→ GIVEN ENTRIES:
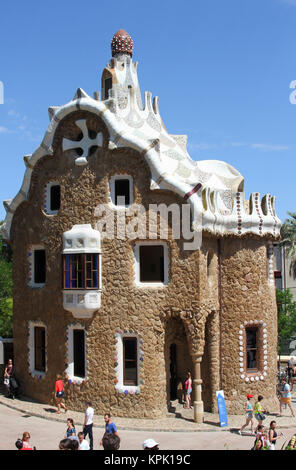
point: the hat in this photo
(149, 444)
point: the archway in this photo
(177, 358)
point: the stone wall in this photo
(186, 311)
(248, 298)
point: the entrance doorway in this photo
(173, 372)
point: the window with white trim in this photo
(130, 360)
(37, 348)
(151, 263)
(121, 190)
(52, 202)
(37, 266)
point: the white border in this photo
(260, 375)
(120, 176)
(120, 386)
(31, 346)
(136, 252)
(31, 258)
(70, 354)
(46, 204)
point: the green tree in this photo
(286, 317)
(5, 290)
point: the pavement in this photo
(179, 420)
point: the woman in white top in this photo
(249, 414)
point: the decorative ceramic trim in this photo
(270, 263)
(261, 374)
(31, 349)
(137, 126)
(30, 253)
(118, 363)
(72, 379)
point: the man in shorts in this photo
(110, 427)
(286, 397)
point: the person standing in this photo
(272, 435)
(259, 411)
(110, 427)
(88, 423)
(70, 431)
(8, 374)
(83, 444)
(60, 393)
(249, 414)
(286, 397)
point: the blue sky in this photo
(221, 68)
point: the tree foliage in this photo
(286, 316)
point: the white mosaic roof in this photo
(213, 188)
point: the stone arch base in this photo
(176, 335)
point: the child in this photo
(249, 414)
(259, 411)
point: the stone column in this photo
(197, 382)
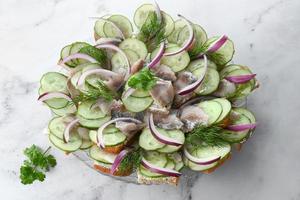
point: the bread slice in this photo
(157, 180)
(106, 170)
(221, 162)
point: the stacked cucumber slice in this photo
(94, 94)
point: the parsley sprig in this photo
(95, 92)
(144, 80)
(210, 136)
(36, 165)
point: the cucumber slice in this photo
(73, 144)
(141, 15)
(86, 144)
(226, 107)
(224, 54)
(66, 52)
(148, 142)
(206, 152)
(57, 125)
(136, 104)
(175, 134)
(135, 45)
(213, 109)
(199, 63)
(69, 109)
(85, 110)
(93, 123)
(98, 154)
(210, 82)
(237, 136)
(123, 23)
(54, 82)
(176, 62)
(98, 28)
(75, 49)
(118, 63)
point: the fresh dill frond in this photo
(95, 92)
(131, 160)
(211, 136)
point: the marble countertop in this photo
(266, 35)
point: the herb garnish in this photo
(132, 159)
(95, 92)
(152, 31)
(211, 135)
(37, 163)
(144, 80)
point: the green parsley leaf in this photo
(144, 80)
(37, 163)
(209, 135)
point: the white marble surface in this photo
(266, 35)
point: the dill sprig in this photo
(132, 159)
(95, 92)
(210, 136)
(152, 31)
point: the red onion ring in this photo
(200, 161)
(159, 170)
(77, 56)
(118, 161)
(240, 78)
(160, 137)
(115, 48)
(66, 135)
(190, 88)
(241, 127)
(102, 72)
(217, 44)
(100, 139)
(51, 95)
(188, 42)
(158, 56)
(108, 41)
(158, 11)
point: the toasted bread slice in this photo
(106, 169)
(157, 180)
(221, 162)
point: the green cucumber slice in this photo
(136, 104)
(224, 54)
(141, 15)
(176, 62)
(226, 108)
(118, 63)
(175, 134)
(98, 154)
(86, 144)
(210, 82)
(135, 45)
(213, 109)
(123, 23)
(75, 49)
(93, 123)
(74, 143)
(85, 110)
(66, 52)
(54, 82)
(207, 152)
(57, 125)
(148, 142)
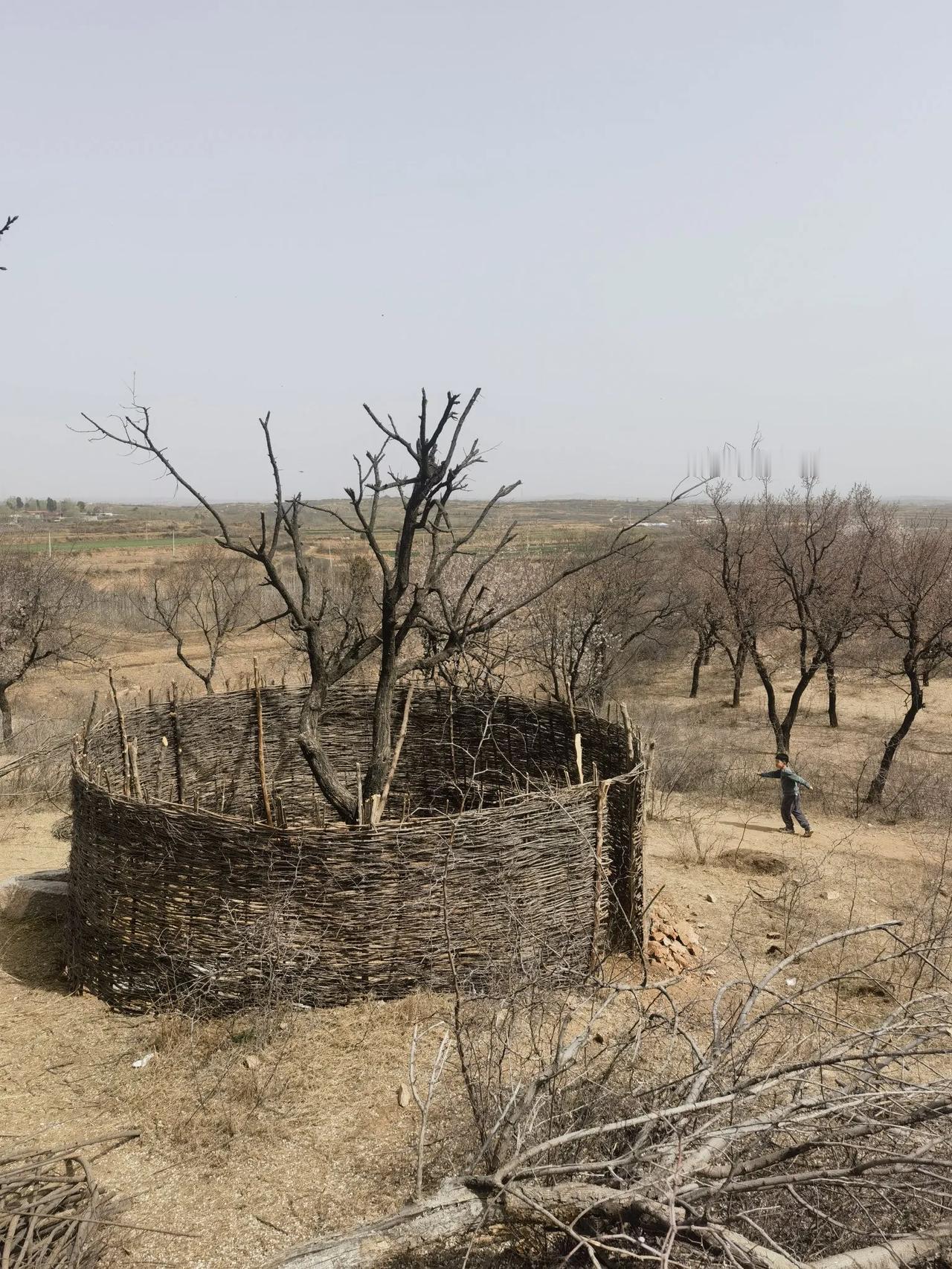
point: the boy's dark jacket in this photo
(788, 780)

...

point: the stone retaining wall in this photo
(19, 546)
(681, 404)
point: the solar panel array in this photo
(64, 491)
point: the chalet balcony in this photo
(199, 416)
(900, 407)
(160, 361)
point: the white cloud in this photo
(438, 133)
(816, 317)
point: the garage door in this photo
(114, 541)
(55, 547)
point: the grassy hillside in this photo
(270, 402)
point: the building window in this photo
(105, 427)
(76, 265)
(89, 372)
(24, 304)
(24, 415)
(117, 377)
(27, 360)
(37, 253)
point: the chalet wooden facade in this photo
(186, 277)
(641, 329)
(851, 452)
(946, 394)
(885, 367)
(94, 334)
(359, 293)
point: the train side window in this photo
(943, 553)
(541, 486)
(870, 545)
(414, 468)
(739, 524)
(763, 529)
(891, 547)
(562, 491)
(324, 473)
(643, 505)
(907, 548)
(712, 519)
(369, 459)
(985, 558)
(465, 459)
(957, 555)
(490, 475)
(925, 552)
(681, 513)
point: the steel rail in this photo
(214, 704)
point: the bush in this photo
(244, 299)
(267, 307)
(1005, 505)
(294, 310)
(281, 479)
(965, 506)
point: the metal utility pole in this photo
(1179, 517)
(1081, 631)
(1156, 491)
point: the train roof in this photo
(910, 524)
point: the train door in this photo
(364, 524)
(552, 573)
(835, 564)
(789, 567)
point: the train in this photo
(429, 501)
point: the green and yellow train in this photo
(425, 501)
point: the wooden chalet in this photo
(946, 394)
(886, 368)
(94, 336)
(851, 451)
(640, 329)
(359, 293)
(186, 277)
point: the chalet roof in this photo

...

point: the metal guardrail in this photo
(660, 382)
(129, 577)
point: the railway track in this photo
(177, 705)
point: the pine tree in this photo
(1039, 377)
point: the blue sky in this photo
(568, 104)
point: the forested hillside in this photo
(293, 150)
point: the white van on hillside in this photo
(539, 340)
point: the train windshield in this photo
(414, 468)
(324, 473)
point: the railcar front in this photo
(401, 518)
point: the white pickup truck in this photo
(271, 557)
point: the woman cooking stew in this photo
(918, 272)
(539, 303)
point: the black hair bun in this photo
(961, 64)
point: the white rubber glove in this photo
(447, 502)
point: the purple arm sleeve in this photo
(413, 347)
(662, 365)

→ GOAL:
How many lines above contain the word "sprig"? Reply with the number alone.

→ EXERCISE ANSWER:
2